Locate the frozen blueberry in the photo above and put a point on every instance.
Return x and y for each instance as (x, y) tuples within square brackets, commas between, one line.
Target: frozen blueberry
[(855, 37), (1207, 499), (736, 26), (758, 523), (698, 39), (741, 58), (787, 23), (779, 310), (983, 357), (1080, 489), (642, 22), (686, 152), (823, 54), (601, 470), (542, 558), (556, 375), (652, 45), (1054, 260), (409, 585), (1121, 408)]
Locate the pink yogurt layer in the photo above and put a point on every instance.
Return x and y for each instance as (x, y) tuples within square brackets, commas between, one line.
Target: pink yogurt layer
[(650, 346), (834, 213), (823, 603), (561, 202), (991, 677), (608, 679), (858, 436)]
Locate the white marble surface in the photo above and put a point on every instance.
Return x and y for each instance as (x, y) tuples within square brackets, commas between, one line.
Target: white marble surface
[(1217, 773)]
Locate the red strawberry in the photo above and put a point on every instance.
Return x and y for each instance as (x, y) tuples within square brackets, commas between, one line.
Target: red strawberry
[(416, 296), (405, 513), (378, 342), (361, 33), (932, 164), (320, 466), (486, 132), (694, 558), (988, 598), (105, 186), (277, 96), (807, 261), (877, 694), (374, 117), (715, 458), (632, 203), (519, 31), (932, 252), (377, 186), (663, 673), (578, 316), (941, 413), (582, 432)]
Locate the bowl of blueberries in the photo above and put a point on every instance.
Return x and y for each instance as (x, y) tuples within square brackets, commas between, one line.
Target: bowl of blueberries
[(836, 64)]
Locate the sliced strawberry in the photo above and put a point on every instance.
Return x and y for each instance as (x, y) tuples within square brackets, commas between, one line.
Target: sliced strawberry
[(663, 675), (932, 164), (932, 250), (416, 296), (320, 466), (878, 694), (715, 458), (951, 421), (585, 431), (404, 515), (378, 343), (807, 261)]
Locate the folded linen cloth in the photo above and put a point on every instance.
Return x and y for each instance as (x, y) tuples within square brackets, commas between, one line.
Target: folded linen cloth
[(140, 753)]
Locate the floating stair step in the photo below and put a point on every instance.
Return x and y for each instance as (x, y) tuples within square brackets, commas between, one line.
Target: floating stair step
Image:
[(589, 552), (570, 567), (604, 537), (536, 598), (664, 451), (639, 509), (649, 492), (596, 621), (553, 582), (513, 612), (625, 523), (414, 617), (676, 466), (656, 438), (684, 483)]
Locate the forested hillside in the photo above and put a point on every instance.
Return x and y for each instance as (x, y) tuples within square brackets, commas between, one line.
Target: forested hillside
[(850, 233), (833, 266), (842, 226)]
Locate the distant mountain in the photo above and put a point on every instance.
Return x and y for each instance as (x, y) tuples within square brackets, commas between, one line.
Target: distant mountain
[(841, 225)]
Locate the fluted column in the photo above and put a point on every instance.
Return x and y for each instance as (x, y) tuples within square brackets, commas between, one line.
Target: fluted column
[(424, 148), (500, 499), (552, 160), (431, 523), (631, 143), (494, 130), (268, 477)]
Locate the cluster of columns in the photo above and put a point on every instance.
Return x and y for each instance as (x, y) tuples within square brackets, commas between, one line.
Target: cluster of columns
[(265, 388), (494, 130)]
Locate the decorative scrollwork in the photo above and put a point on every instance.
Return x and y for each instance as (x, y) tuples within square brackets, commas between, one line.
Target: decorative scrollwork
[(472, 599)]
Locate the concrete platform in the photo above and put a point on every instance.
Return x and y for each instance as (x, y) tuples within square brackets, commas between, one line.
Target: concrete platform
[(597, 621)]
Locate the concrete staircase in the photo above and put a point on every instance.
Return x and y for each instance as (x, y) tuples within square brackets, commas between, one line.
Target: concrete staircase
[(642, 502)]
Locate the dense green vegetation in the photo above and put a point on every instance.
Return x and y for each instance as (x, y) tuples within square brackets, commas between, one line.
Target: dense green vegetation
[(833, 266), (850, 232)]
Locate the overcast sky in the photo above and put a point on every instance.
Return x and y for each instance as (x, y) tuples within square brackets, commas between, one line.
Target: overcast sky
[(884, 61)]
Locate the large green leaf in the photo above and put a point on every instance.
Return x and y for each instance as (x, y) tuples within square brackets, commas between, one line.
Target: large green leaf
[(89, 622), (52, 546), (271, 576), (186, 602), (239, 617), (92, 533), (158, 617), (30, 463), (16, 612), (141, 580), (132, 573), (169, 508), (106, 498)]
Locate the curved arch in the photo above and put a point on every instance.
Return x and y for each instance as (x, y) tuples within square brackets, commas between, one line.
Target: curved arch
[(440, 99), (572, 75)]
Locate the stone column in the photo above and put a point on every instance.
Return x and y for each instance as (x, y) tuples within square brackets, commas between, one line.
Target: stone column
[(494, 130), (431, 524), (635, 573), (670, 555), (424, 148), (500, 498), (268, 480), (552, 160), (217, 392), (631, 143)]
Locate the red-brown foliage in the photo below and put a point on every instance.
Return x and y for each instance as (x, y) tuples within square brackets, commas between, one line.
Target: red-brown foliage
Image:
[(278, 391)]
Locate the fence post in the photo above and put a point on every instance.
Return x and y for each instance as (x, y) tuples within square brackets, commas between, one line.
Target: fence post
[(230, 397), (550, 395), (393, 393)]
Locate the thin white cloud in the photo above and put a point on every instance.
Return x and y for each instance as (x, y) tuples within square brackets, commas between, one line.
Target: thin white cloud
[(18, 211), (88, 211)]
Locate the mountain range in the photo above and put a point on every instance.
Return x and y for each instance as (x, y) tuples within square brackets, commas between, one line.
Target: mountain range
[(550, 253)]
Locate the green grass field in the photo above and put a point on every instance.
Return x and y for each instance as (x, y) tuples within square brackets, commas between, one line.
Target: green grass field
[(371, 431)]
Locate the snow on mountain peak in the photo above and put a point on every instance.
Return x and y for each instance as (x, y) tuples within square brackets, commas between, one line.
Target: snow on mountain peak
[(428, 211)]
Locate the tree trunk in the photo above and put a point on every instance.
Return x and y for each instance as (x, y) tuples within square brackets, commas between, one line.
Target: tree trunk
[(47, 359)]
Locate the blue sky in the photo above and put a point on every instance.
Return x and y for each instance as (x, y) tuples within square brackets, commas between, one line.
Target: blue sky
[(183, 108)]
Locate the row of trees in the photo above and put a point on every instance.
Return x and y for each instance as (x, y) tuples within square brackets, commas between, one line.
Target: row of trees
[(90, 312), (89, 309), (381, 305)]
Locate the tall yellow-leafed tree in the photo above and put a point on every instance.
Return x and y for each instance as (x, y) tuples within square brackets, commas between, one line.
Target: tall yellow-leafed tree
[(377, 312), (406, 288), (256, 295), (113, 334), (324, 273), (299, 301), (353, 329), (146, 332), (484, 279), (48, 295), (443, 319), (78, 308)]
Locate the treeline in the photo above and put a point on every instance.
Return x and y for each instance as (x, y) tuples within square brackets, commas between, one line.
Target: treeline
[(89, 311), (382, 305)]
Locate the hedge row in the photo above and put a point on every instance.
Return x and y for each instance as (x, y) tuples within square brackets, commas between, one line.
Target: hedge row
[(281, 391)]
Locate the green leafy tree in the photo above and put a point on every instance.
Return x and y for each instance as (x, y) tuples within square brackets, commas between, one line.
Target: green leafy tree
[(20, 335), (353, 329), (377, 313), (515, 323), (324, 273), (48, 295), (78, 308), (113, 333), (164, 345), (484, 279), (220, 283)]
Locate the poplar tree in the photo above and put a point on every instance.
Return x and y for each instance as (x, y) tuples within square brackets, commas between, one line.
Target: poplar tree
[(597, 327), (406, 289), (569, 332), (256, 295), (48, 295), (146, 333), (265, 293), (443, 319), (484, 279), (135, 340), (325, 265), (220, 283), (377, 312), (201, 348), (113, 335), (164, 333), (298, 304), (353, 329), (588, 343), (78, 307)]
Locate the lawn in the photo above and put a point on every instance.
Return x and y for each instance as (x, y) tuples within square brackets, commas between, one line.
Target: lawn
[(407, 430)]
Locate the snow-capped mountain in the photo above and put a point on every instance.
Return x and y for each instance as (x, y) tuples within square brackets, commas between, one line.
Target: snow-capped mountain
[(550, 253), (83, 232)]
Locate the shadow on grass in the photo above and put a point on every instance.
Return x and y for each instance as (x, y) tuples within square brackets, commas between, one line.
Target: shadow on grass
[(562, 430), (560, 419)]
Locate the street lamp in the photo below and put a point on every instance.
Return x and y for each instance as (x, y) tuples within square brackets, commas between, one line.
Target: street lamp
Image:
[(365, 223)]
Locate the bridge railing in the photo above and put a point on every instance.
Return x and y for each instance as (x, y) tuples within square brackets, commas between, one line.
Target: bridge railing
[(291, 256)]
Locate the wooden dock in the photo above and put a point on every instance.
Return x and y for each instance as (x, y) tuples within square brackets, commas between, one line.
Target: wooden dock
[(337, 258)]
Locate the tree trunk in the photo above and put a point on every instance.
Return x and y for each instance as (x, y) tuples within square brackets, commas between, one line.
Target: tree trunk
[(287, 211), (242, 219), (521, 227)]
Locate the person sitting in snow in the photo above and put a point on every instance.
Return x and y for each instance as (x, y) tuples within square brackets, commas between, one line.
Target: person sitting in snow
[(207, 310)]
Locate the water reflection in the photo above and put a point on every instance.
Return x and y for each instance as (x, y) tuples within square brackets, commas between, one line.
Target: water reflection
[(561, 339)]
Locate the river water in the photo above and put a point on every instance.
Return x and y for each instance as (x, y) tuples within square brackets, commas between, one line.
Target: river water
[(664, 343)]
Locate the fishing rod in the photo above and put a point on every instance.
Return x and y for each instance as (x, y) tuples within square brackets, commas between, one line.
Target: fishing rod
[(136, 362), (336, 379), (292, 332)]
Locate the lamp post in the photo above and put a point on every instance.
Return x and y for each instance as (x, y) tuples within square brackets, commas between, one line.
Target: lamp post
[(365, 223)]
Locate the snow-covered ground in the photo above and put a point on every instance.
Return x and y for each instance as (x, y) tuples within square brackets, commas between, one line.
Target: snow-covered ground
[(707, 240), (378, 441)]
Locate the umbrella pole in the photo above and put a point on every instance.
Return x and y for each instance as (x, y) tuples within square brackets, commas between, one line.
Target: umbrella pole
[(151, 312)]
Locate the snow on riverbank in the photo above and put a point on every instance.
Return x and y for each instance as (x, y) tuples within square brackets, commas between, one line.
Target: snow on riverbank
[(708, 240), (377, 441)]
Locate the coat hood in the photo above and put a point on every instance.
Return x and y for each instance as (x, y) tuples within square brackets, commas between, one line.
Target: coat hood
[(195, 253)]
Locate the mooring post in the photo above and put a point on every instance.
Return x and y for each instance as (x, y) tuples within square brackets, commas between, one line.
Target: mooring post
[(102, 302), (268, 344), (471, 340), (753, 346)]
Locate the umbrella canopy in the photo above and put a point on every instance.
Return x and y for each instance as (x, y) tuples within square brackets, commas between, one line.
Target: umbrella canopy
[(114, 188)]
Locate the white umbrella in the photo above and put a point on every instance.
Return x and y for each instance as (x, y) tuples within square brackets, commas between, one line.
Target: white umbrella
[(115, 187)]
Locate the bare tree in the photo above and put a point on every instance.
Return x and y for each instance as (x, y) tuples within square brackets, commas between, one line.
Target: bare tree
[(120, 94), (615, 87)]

========================================================================

Reproduce every line of the data, starting at the first line and stopping after the line that contains "413), (582, 432)]", and shift each coordinate in the answers by adding 9 to both its x and y values. Leave everything else unchanged.

◆ Answer below
Locate the frozen blueberry in the photo above and put a point on every instance.
Return x and y for each instance as (x, y) tuples within square brackets, commas between, one line.
Target: frozen blueberry
[(864, 46), (1216, 508), (745, 35), (767, 532), (707, 48), (750, 67), (796, 32), (788, 319), (992, 366), (1089, 498), (651, 31), (695, 161), (832, 63), (610, 479), (551, 567), (565, 384), (661, 54), (1063, 269), (418, 594), (1130, 417)]
Locate the pink yogurt layer in the photo above and put a point on every instance.
Return x and y for each instance as (x, y) tuples within square brackets, commas between, one line.
Target: pink yogurt layer
[(659, 355), (843, 222), (832, 612), (570, 211), (1000, 686), (617, 688), (867, 445)]
Locate the white marble surface in the photo above and put a point on every instance.
Return x and y for each instance as (x, y) tuples within square brackets, commas between, one line.
Target: white marble surface
[(1226, 782)]
Locate the red strawberry in the photo above and put a point on every instance.
Return x and y for each instance as (x, y) tuples within square brackets, commas between, one line.
Target: red strawberry
[(425, 305), (414, 522), (387, 351), (370, 42), (941, 173), (329, 475), (495, 141), (703, 567), (997, 607), (114, 195), (286, 105), (816, 270), (886, 703), (383, 126), (724, 467), (641, 212), (528, 40), (941, 261), (386, 195), (672, 682), (587, 325), (950, 422), (591, 441)]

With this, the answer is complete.